** START OF Input rows **

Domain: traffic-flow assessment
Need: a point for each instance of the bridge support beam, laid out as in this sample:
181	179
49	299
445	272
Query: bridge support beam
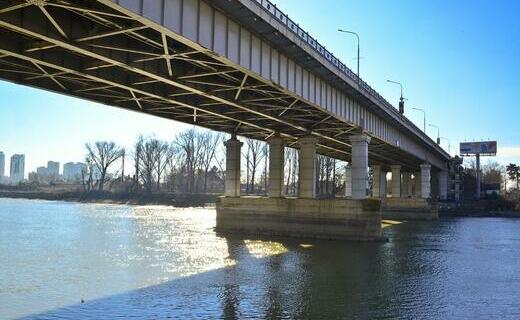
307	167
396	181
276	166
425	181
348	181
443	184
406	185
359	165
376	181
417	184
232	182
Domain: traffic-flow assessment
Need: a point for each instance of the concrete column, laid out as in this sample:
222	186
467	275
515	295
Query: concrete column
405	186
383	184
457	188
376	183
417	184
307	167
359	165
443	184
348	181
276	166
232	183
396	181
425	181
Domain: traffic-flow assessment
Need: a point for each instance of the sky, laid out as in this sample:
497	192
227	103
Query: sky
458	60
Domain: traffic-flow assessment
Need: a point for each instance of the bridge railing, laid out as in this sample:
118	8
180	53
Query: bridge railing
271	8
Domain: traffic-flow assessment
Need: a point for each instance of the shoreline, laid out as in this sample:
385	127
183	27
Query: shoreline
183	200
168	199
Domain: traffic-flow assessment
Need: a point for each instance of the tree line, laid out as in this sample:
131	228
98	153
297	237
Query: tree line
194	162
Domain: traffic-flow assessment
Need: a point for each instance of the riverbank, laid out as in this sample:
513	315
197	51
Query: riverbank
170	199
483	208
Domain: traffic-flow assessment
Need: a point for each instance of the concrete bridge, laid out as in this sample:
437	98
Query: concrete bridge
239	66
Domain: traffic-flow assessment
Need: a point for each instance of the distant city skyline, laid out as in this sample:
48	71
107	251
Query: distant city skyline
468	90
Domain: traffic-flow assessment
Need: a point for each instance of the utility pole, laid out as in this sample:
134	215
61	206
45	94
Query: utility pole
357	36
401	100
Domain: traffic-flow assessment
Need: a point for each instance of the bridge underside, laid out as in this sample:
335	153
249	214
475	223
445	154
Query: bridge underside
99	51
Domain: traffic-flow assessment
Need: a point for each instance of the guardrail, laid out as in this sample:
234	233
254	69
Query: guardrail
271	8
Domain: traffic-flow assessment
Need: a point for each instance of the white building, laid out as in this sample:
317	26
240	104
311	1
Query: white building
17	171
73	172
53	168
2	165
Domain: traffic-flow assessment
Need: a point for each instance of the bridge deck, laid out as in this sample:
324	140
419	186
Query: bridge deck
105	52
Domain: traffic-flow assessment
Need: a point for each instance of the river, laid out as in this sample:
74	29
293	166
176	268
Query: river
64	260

** END OF Input rows **
** START OF Input rows **

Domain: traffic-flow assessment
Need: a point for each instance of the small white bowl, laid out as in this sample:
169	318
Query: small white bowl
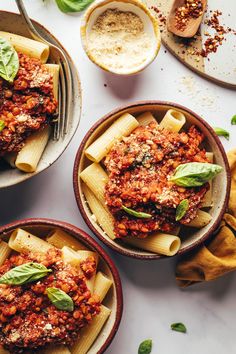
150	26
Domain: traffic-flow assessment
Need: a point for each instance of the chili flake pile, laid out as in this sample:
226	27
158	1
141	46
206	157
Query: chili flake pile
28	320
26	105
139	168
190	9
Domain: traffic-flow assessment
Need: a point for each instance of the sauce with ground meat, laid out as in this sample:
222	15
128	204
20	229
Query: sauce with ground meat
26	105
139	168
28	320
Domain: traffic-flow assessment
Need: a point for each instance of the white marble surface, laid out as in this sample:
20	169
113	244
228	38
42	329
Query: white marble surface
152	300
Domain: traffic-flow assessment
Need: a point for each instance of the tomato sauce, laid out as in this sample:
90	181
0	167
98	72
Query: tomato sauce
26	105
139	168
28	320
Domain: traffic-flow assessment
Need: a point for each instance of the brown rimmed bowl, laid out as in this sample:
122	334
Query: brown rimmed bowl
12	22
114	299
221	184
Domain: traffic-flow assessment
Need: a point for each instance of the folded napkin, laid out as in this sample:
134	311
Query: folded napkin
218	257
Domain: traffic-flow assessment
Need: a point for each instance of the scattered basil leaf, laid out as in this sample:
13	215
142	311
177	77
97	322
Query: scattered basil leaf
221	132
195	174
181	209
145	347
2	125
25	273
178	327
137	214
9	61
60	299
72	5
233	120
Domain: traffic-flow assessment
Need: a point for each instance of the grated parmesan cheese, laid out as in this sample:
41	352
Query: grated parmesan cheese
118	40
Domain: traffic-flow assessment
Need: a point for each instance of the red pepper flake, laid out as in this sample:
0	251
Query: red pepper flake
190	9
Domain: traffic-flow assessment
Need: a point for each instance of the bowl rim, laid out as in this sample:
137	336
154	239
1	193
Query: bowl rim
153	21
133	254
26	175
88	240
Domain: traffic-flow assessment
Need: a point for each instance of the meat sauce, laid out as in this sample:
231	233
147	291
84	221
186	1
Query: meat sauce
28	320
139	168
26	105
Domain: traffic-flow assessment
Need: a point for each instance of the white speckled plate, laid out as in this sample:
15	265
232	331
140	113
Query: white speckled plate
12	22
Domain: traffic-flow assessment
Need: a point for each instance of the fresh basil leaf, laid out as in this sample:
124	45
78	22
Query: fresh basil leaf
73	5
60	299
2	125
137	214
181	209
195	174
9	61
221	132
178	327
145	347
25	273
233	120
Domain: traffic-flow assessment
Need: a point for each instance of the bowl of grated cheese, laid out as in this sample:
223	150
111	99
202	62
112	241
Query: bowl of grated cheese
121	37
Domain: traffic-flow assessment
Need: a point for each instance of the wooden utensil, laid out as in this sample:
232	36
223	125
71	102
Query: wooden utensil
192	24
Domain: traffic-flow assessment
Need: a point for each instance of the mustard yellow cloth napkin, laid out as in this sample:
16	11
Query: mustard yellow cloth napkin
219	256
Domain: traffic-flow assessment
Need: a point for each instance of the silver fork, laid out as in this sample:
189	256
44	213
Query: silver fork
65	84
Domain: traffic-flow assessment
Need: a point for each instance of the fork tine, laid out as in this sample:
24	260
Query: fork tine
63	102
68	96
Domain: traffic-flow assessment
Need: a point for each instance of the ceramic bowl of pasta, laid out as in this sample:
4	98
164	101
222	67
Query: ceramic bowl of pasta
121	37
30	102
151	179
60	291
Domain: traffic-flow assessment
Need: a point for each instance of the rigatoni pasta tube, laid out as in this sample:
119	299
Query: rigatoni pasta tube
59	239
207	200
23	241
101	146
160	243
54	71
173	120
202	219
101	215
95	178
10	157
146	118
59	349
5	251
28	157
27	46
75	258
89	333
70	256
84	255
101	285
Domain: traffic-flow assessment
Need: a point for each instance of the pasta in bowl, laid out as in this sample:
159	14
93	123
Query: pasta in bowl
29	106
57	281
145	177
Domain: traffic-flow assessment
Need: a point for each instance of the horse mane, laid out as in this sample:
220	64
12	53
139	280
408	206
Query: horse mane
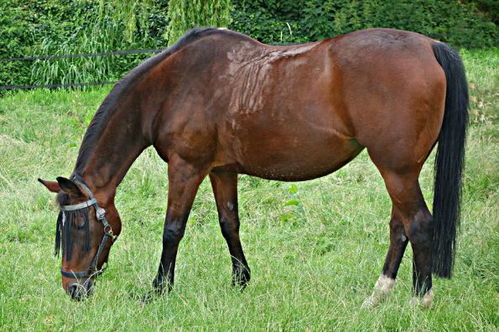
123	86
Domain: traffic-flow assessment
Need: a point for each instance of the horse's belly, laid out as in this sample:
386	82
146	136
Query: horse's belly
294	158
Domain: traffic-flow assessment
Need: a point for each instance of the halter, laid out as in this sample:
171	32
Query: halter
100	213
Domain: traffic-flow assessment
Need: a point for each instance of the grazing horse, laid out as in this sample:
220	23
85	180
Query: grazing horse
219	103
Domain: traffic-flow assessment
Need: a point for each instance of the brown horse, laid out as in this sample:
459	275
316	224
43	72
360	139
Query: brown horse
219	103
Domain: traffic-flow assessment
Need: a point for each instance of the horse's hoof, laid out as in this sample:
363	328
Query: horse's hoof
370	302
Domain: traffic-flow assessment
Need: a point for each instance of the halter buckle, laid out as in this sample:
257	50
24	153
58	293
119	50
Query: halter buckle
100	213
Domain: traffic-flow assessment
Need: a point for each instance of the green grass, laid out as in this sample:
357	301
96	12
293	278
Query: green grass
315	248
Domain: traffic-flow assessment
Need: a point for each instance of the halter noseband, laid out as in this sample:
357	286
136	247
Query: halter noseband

** END OF Input rows **

Required task »
Tally the lines in the material above that contain the string "tube", with case counting, and reply with only that number.

Reply to the task »
2